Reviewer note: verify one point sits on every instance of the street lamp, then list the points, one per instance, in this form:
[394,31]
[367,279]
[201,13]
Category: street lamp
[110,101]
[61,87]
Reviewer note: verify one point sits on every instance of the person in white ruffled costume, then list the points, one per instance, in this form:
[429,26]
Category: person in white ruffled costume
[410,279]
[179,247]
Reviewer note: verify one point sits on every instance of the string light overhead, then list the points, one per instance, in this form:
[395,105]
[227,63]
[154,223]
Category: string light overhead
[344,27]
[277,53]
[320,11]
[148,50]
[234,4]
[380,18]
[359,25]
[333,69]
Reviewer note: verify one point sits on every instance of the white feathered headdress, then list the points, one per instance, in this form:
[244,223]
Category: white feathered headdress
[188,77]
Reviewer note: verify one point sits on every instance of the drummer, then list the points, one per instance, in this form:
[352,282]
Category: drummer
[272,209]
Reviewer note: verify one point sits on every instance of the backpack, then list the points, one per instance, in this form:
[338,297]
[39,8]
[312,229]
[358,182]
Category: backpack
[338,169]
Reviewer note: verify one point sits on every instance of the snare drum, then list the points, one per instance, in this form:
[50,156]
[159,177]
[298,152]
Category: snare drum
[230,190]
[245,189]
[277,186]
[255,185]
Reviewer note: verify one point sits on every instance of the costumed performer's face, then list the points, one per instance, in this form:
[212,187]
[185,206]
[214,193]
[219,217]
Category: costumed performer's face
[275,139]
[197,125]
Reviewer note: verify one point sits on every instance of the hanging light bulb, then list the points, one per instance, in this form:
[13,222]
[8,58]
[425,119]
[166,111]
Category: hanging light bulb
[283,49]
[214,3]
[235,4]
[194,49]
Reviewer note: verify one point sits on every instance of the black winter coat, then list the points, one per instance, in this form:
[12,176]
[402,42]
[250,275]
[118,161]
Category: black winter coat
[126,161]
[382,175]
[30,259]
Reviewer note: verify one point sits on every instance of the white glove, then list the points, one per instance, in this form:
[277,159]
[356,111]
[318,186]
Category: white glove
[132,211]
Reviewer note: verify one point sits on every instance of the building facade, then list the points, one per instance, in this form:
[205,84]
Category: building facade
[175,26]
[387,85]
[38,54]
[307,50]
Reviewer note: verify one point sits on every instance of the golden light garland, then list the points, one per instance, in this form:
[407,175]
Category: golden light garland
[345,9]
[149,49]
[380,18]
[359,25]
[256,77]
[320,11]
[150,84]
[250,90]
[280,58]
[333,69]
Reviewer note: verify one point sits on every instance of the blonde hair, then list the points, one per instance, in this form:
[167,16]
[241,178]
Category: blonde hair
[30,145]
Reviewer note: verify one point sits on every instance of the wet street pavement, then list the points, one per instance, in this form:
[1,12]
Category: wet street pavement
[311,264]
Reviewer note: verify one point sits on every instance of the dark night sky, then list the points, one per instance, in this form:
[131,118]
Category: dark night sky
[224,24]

___

• Given request
Repeat, without changes, every line from the one that contains "of the golden" through the final line of the data.

• Response below
Reviewer note: verify one point sits on every instance of the golden light garland, then list the points, one per instance, in this form:
[407,175]
Category: golden light garland
[345,9]
[149,49]
[380,18]
[359,25]
[256,77]
[320,11]
[150,84]
[250,90]
[280,58]
[333,69]
Reviewer note: verify one point sits on every instance of the blonde hair, then list the points, one per instance, in this form:
[167,16]
[241,178]
Category: blonde hair
[30,145]
Reviewer note: verify one point sits on every instance of the wet street pavement, then list the points, one per instance, in this form:
[1,12]
Category: wet street pavement
[311,264]
Reviewer note: verify one point sits on every instance of the dark night sky, then list the points, one per instance, in this form:
[131,118]
Category: dark night sky
[224,24]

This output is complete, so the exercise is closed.